* [Written request] Copy the stretch from the line containing "Check that every instance of the dark cloud" through the end of the entries, replacing "photo" with "image" wherever it occurs and changing nothing else. Omit the pictures from your answer.

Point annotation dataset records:
• • • • •

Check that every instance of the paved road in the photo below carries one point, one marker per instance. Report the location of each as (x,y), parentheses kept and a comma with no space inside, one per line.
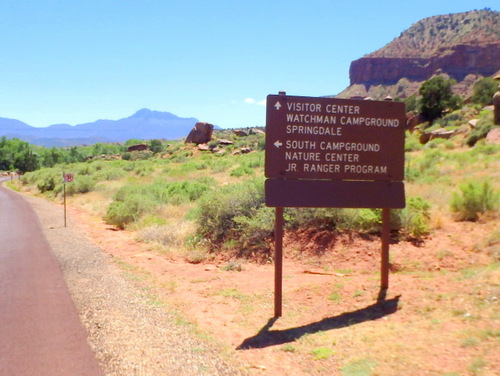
(40,331)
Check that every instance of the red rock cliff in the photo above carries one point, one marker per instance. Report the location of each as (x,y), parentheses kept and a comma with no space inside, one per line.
(456,44)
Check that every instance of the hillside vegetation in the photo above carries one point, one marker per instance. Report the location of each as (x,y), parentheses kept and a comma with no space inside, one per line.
(426,37)
(187,207)
(189,201)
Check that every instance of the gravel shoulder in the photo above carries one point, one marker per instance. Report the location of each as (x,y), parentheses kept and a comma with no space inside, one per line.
(130,331)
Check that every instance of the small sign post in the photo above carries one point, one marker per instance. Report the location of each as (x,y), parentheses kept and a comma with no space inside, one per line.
(67,178)
(328,152)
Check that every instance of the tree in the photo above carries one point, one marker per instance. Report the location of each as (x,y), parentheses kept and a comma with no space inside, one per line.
(437,97)
(484,89)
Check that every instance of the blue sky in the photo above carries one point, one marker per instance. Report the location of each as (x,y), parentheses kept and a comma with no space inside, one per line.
(69,61)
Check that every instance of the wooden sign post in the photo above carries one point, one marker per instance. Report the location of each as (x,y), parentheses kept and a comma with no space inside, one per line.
(328,152)
(67,178)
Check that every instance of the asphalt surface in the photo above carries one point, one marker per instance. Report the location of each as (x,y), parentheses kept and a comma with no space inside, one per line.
(40,331)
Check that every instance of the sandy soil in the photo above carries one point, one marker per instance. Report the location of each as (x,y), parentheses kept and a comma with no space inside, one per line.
(330,285)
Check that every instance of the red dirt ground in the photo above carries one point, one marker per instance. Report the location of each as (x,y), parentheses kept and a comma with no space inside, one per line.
(234,307)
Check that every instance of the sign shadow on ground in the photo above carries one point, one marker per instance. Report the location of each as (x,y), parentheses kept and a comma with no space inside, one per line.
(266,337)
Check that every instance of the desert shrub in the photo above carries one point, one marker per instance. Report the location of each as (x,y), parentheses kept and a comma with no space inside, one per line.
(110,173)
(254,229)
(475,198)
(121,213)
(133,201)
(414,218)
(240,171)
(81,184)
(220,165)
(216,212)
(334,219)
(412,142)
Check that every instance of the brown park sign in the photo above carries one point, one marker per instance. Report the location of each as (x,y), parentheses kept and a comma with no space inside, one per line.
(334,139)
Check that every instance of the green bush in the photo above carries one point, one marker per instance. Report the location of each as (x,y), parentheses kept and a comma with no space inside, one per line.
(217,210)
(415,217)
(483,126)
(254,230)
(132,201)
(474,199)
(81,184)
(240,171)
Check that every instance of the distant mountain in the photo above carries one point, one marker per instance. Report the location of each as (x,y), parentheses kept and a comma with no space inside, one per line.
(144,125)
(465,46)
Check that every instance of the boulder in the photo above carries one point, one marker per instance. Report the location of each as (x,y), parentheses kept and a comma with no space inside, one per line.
(203,147)
(200,134)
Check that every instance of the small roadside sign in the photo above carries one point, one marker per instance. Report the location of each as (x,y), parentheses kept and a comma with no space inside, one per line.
(68,178)
(334,139)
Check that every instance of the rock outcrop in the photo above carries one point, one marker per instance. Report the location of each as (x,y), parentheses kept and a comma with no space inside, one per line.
(459,45)
(201,133)
(457,61)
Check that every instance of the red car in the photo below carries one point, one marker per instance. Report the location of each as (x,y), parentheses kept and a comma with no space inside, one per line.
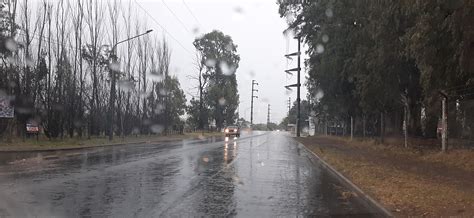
(232,131)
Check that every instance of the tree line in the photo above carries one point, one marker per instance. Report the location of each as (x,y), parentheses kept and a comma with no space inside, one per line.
(379,61)
(62,69)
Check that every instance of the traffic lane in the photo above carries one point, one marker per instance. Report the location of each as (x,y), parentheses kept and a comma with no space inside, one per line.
(266,176)
(260,176)
(105,181)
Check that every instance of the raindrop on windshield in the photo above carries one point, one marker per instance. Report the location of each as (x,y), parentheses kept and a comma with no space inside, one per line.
(156,128)
(135,130)
(195,30)
(319,94)
(222,101)
(146,122)
(159,109)
(226,69)
(126,85)
(319,48)
(163,92)
(155,76)
(210,62)
(252,73)
(11,45)
(325,38)
(229,47)
(29,62)
(11,60)
(58,107)
(239,10)
(77,123)
(24,110)
(329,12)
(114,66)
(238,13)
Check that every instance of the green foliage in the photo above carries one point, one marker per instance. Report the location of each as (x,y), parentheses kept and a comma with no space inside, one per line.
(168,102)
(365,55)
(220,58)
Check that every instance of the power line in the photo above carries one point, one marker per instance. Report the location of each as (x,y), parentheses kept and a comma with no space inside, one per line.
(177,18)
(163,28)
(456,87)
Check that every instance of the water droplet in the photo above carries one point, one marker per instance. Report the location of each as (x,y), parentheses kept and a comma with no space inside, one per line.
(77,123)
(222,101)
(29,62)
(146,122)
(155,76)
(319,94)
(210,62)
(126,85)
(290,18)
(156,128)
(58,107)
(24,110)
(159,109)
(319,48)
(11,60)
(11,45)
(114,66)
(329,12)
(239,10)
(226,69)
(238,13)
(229,47)
(252,73)
(163,92)
(325,38)
(135,130)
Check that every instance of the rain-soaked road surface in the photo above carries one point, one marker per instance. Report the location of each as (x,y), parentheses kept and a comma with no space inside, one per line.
(264,174)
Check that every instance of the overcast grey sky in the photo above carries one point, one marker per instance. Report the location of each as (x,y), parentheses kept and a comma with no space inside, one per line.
(255,26)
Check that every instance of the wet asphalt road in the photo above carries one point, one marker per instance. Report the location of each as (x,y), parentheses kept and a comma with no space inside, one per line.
(257,175)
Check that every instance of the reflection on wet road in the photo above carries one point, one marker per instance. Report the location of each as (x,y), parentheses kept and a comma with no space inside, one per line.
(265,174)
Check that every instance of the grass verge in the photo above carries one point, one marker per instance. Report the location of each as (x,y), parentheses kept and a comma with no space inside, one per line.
(406,181)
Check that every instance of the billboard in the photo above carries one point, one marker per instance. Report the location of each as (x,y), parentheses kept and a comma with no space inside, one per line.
(6,109)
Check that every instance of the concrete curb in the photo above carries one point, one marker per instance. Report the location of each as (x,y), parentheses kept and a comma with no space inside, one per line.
(373,202)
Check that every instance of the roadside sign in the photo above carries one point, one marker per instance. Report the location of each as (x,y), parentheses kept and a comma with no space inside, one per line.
(32,128)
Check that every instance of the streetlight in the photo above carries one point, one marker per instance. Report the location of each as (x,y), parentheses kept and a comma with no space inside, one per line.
(298,83)
(113,56)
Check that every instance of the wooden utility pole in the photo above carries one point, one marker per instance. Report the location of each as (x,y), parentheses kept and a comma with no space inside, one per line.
(444,121)
(251,102)
(297,85)
(268,116)
(352,128)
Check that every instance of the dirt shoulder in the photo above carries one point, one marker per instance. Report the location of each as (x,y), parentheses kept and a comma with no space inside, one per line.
(44,144)
(409,182)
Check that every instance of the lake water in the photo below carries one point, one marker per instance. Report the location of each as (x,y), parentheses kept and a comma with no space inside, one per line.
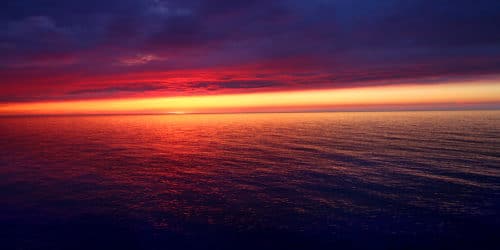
(251,181)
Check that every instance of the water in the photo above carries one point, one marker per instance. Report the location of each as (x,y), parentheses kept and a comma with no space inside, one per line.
(254,181)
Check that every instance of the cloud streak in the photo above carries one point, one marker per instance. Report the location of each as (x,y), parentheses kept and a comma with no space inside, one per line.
(54,50)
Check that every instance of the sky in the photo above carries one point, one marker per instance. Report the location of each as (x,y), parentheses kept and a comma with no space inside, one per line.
(132,56)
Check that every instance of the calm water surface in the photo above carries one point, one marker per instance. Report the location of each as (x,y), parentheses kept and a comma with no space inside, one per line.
(256,181)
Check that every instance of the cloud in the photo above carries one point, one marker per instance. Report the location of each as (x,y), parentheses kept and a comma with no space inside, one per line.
(49,46)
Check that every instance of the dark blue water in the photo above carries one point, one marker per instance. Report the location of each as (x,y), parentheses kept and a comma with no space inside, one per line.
(395,180)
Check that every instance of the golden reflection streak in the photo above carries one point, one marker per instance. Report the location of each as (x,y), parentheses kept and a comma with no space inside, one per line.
(460,93)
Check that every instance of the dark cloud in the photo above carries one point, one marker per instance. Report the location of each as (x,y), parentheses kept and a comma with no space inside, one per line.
(46,44)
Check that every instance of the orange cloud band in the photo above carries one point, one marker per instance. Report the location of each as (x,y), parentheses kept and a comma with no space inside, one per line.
(458,93)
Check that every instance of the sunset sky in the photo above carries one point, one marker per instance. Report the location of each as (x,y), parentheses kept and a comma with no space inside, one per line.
(154,56)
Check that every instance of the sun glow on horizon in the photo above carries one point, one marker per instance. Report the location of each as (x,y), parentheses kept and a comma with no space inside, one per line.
(403,95)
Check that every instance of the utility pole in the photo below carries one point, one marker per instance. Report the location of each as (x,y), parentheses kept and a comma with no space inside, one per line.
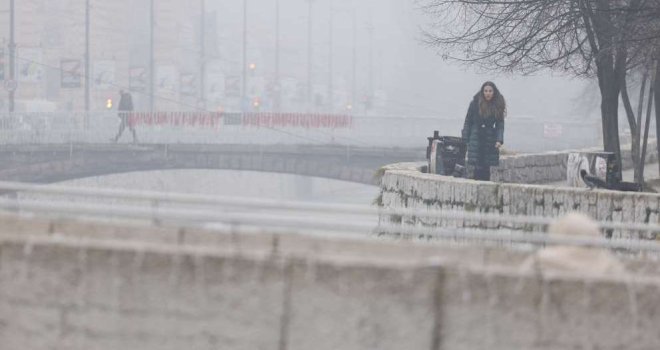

• • • • •

* [Task result]
Check that every instance of the dark cloud in the image above carries one point, one marker per instance. Report the location of each as (x,y), parentheses kept and a comma with no space inside, one per line.
(46,44)
Check that every instance of the orange cloud band in the image above carries one point, one marker per instance. Report the location of each as (x,y), parentheses kept and a comma with no space inside, one per line.
(458,93)
Check that every instance of the sunset sky in the image above carries one point, one marker per instance. Report the location of each as (x,y), parentheses kept and a comma with no space inside, one per line.
(154,56)
Check that every instance of the sun glow on horizon in the image above carries one point, one marker per instance. Report the location of each as (x,y), parentheses kept and a comma with no space inside, one per line.
(403,95)
Check that every instance of the utility pole in the image below carries one point, one marker per instance. Report the location of each as (x,y), parentheses kept and a comma with no space inside, one per line.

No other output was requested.